[Extracted records]
***

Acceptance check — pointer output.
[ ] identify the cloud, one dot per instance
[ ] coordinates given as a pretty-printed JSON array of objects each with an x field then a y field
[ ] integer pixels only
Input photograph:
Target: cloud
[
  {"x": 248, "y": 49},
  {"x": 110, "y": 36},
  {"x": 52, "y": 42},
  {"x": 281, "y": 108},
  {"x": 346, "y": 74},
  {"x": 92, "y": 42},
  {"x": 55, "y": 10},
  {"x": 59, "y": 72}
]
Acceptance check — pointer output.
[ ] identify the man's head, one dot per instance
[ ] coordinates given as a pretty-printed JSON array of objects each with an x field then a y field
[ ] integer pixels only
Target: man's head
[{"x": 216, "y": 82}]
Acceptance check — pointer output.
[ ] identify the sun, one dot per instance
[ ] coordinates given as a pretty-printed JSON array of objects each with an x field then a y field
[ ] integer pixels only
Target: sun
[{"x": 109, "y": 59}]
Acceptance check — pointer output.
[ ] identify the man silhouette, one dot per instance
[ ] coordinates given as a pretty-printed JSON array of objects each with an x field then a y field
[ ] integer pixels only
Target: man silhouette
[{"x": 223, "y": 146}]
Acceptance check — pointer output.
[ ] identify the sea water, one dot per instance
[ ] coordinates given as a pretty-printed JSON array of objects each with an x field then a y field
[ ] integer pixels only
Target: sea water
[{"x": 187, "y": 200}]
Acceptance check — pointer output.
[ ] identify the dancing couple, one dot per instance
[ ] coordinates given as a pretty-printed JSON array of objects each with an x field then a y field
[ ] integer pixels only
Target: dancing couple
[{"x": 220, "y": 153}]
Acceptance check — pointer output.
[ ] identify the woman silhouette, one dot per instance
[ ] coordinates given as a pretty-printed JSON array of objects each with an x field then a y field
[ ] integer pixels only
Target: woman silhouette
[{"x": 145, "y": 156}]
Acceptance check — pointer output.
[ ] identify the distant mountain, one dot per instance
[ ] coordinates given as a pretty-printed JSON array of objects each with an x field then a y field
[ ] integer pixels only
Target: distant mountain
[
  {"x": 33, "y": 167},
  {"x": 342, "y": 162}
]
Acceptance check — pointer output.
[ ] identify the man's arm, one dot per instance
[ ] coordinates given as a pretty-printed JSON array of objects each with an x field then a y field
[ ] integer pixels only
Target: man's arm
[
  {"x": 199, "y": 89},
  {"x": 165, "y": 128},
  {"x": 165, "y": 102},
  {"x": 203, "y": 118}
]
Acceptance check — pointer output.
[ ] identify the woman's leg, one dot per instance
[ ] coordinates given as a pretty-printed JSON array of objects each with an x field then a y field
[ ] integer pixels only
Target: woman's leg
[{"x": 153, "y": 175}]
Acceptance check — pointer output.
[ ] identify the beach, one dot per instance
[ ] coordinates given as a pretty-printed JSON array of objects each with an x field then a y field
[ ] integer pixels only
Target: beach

***

* [Required action]: Extract all the entries word for word.

* [Reply]:
Acceptance check — pointer output.
[ ] identify the cloud, one dot per instance
[ ] coordinates given as a pretty-printed JSON array of objects each with an x field then a y field
[ ] integer pixels only
Input photograph:
Target: cloud
[
  {"x": 248, "y": 49},
  {"x": 110, "y": 36},
  {"x": 52, "y": 42},
  {"x": 281, "y": 108},
  {"x": 346, "y": 74},
  {"x": 92, "y": 42},
  {"x": 55, "y": 10},
  {"x": 59, "y": 72}
]
Acceptance check — pointer output.
[ ] identify the man's head, one dot per instance
[ ] coordinates given as a pretty-printed JSON array of objects each with an x field then a y field
[ ] integer pixels only
Target: man's head
[{"x": 216, "y": 82}]
Acceptance check — pointer output.
[ ] identify the sun, one dot per instance
[ ] coordinates given as a pretty-printed JSON array of objects each with an x field then a y field
[ ] integer pixels only
Target: sun
[{"x": 109, "y": 59}]
Acceptance check — pointer output.
[ ] identify the man silhouette, one dot per instance
[ ] coordinates given as a pretty-printed JSON array of objects each with an x field then a y field
[ ] integer pixels only
Target: man silhouette
[{"x": 223, "y": 146}]
Acceptance check — pointer output.
[ ] identify the sea water, one dot per instance
[ ] coordinates given as a pretty-printed JSON array of objects each with an x field then a y field
[ ] integer pixels only
Target: sea water
[{"x": 187, "y": 200}]
Acceptance check — pointer output.
[ ] identify the dancing couple, one dot per instance
[ ] coordinates given as a pretty-printed JSON array of objects each with an x field then a y field
[ ] integer pixels only
Target: dancing couple
[{"x": 220, "y": 153}]
Acceptance check — pointer output.
[ ] identify the woman silhouette, one dot per instance
[ ] coordinates given as a pretty-printed JSON array of objects each with an x field then a y field
[ ] integer pixels only
Target: woman silhouette
[{"x": 145, "y": 156}]
Acceptance check — pointer output.
[ ] identify the distant mountain, one dot per instance
[ ] coordinates given as a pretty-printed JSON array of objects each with an x field then a y field
[ ] integer pixels only
Target: distant mountain
[
  {"x": 33, "y": 167},
  {"x": 342, "y": 162}
]
Acceptance check — pointer output.
[ ] identify the man's arm, one dot per instance
[ ] coordinates given as a pretty-printed JSON array of objects each with an x field then a y field
[ ] integer pixels only
Target: man's arm
[
  {"x": 199, "y": 89},
  {"x": 165, "y": 128},
  {"x": 165, "y": 102},
  {"x": 203, "y": 118}
]
Acceptance check — pointer output.
[ ] identify the woman's leg, one dot per instance
[ ] coordinates given as a pretty-printed JSON array of objects each with an x field then a y field
[ ] integer pixels only
Target: woman's leg
[{"x": 153, "y": 175}]
Acceptance check — pointer output.
[ ] identify the beach, one dot per instance
[ ] coordinates given as a pretty-printed JSON array of objects each with an x field then a y field
[ ] integer pixels only
Target: beach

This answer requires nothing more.